Assignment> All lines below are to be transcribed exactly.

Extracted material>
....................
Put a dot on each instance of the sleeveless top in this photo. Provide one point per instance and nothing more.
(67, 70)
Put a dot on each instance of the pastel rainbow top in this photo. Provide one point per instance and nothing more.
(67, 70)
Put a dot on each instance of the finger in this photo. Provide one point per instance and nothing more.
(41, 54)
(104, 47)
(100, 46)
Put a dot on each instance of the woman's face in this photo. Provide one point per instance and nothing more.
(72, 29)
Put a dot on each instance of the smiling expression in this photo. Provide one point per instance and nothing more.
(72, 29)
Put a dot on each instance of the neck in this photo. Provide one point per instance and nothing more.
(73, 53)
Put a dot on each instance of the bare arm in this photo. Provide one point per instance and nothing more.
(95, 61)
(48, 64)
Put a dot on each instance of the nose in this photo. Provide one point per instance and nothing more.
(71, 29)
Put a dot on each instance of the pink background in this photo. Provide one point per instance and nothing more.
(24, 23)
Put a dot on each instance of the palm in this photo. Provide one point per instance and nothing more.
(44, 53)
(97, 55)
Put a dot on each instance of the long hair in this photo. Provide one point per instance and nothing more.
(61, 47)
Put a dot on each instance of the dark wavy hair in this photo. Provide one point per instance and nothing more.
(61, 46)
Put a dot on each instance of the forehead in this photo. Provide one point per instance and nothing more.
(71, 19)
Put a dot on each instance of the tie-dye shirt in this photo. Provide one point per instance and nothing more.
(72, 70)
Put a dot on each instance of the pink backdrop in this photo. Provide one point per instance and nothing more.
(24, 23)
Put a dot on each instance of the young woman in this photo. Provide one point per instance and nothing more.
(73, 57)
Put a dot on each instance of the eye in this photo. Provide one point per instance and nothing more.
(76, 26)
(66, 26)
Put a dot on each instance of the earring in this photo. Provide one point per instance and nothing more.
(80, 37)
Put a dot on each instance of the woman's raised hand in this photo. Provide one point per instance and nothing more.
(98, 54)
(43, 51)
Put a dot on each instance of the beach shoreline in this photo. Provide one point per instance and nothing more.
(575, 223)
....................
Task result>
Put a dot on each instance of the sleeveless top in this photo. Provide one point per instance and nothing more.
(67, 70)
Put a dot on each instance of the pastel rainbow top in this photo. Provide one point per instance and nothing more.
(67, 70)
Put a dot on each instance of the finger in this photo. Provide one point per instance and nothing more.
(41, 54)
(104, 47)
(100, 46)
Put a dot on each instance of the woman's face in this photo. Provide one point per instance and nothing more.
(72, 29)
Put a dot on each instance of the smiling expression in this photo. Provide one point per instance and nothing more.
(72, 29)
Put a dot on each instance of the neck in this photo. Provide one point per instance and nothing more.
(73, 53)
Put a dot on each instance of the bare arm in this photo. Provide one point per instance and nothing more.
(95, 61)
(48, 64)
Put a dot on each instance of the nose in this photo. Provide one point per instance and nothing more.
(71, 29)
Put a dot on each instance of the pink background in this photo. Provide one point per instance and nothing more.
(24, 23)
Put a dot on each instance of the palm in this photo. Provide one point per instance and nothing more.
(44, 53)
(97, 55)
Put a dot on each instance of the long hair in this photo. Provide one point per instance and nothing more.
(61, 47)
Put a dot on each instance of the dark wavy hair in this photo. Provide one point per instance and nothing more.
(61, 46)
Put a dot on each instance of the forehead in this photo. Provide one point per instance and nothing more.
(71, 19)
Put a dot on each instance of the tie-dye shirt in this photo. Provide one point per instance and nothing more.
(72, 70)
Put a dot on each instance of the pink backdrop in this photo. Provide one point per instance and nothing more.
(24, 23)
Put a dot on each instance of the young woman in this photo. Provide one point per instance and nothing more.
(73, 57)
Put a dot on each instance of the eye in this photo. Provide one point per instance and nothing more.
(76, 26)
(66, 26)
Put a dot on each instance of the earring in this photo. Provide one point per instance and nothing more.
(80, 37)
Put a dot on each instance of the woman's raised hand in this photo. Provide one point per instance and nothing more.
(98, 54)
(43, 51)
Put a dot on each instance of the beach shoreline in this photo. Provide one point per instance and nothing more.
(575, 223)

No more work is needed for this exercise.